→ Задание A
Пожалуйста, выпишите из записей все строки, в которых встречается слово «post». Регистр букв имеет значение.

→ Текст
----
В новой цензурной ситуации неизбежно включается так называемое автоцензурирование текста, когда журналист сам взвешивает свои слова на юрислингвистических весах. Расплывчатость и неконкретность критериев обвинения при этом ставит журналиста перед простым и понятным выбором: не рисковать вообще. Если всякое высказывание может быть рассмотрено как инвективное, то что остается журналисту? Только полностью отказаться от всяких разоблачений. Но в таком случае согласно той же доктрине информационной безопасности под ударом оказываются права общества, ущемляемые отдельными облеченными властью людьми, против которых не может быть направлено слово журналиста, ограниченное цензурным давлением права.
Юрислингвисты констатируют: «Предстоит большая работа по дифференциации инвективного инварианта (среднестатистического коэффициента инвективности) в связи с его варьированием по различным социальным группам (возрастным, половым, связанным с качеством и уровнем образования и т.п.), по ситуациям и контекстам употребления, по субъектам оскорбления (инвекторам) и объектам оскорбления (инвектумам)» . Это означает, что изощренность юридического подхода к журналистском у слову будет только возрастать. Сами лингвисты признают при этом, что формальный анализ речевых высказываний для них проще, чем актуальный, учитывающий речевую ситуацию: «Выводы из формального анализа на уровне буквальных значений лучше вписываются в практику судебных решений, они как бы более легитимны (для них легче найти отсылки, апеллирующие к языковой нормативности), они проще для практической реализации» . Здесь достаточно откровенно формулируется сам подход: юрислингвист опирается на данные словарей, а не конкретных «обертонов» ситуации, которые невозможно зафиксировать буквально. Журналист, оказавшийся в такой ситуации, может быть обвинен по статье даже в том случае, когда он не преследовал цели дискредитировать кого бы то ни было (такова например ситуация в выше процитированном материале, связанном с диалогом в телестудии).
----
Записи с точечной разметкой изображений
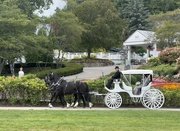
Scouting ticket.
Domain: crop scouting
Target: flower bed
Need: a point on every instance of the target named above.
(171, 91)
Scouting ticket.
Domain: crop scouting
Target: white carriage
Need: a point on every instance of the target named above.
(150, 98)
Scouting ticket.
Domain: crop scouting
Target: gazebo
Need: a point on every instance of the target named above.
(140, 38)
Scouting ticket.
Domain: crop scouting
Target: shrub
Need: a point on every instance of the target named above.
(25, 90)
(178, 63)
(153, 61)
(169, 55)
(69, 69)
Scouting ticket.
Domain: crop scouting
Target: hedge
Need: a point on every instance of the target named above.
(69, 69)
(27, 90)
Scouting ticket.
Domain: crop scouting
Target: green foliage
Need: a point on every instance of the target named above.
(172, 97)
(162, 69)
(69, 69)
(66, 30)
(169, 55)
(153, 61)
(136, 14)
(59, 119)
(29, 6)
(25, 90)
(104, 28)
(167, 34)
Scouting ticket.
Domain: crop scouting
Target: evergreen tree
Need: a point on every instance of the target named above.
(136, 15)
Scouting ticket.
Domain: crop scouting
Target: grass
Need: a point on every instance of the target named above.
(109, 120)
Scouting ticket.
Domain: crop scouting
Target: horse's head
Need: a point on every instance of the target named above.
(53, 77)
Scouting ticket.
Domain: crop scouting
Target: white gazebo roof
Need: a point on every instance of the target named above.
(139, 38)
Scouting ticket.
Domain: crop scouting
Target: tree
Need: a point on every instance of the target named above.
(14, 25)
(29, 6)
(167, 34)
(158, 6)
(136, 15)
(65, 32)
(102, 23)
(167, 28)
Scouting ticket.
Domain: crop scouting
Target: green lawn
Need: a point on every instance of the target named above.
(109, 120)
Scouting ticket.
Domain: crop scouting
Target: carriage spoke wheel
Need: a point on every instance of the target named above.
(153, 99)
(113, 100)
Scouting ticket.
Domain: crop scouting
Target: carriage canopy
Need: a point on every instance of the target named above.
(129, 72)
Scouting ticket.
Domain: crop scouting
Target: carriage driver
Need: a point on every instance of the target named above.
(117, 75)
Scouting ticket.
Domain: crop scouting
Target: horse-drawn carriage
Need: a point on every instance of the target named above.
(149, 97)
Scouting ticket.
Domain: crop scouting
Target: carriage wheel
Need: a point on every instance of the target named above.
(113, 100)
(153, 99)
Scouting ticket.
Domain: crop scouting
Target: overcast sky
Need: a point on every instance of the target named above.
(57, 4)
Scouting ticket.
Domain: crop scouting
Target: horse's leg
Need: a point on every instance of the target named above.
(83, 99)
(75, 99)
(88, 99)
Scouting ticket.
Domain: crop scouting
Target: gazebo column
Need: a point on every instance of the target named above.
(128, 61)
(129, 52)
(148, 53)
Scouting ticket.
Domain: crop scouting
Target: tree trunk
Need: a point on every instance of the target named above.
(1, 65)
(89, 53)
(11, 63)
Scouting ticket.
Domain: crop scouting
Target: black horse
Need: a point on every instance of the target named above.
(60, 87)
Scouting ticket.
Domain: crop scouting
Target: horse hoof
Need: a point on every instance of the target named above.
(76, 105)
(72, 104)
(90, 105)
(68, 105)
(50, 105)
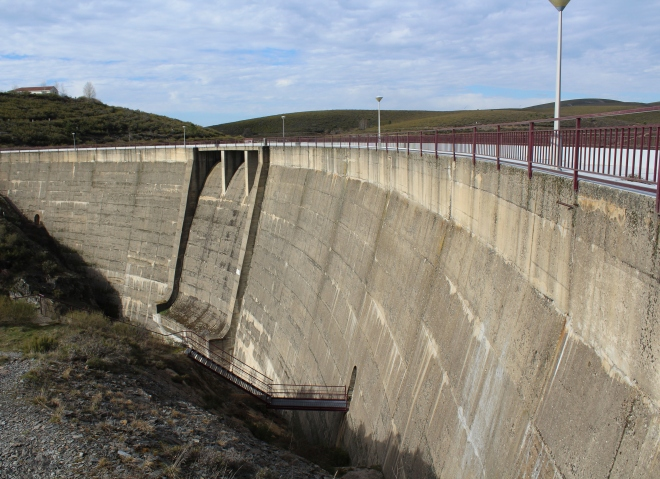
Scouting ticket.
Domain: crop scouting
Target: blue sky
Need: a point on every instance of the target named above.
(216, 61)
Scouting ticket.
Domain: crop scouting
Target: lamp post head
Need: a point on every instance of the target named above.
(560, 4)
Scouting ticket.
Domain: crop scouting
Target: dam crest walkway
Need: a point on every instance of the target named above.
(275, 396)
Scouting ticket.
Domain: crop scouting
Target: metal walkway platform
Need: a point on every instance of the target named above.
(276, 396)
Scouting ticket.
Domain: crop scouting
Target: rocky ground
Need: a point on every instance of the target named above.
(108, 425)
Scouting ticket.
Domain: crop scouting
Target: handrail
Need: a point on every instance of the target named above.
(257, 383)
(620, 156)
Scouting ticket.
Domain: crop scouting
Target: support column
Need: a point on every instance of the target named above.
(247, 181)
(223, 168)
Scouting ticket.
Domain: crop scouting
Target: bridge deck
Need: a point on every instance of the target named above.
(276, 396)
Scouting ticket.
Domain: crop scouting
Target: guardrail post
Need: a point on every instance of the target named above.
(497, 148)
(530, 149)
(657, 174)
(576, 153)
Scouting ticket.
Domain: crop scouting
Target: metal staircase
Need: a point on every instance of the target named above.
(276, 396)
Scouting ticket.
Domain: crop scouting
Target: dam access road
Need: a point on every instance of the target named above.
(488, 324)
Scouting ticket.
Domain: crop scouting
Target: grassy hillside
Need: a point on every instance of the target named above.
(365, 121)
(50, 120)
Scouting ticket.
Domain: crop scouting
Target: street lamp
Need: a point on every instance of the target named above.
(378, 99)
(559, 5)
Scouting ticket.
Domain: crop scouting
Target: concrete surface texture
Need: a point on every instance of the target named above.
(211, 264)
(494, 331)
(121, 210)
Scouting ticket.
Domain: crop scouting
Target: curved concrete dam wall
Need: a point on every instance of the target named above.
(495, 331)
(498, 326)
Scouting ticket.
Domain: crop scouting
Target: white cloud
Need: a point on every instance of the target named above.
(215, 61)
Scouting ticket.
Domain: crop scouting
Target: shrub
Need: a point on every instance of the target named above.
(16, 311)
(40, 344)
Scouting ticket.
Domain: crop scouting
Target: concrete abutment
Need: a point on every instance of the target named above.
(495, 332)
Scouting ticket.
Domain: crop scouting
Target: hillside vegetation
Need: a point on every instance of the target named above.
(51, 120)
(365, 121)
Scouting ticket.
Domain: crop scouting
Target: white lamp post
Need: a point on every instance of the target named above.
(559, 5)
(378, 99)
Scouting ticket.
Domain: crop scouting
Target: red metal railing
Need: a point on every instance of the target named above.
(620, 156)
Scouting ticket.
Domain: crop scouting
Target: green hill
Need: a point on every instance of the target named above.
(365, 121)
(50, 120)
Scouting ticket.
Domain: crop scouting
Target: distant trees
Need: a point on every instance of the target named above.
(61, 90)
(89, 91)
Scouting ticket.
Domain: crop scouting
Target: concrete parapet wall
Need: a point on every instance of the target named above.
(500, 326)
(122, 210)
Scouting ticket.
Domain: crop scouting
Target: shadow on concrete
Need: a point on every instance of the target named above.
(35, 263)
(330, 430)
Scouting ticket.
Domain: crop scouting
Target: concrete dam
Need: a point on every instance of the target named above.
(489, 325)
----
→ Задание B
Перечислите все преимущества выводов из формального анализа, которые лингвисты называют в тексте о юрислингвистике.

→ Решение A
Target: lamp post head
Target: guardrail post
Target: white lamp post

→ Решение B
1. Они лучше вписываются в практику судебных решений.
2. Они как бы более легитимны: для них легче найти отсылки, апеллирующие к языковой нормативности.
3. Они проще для практической реализации.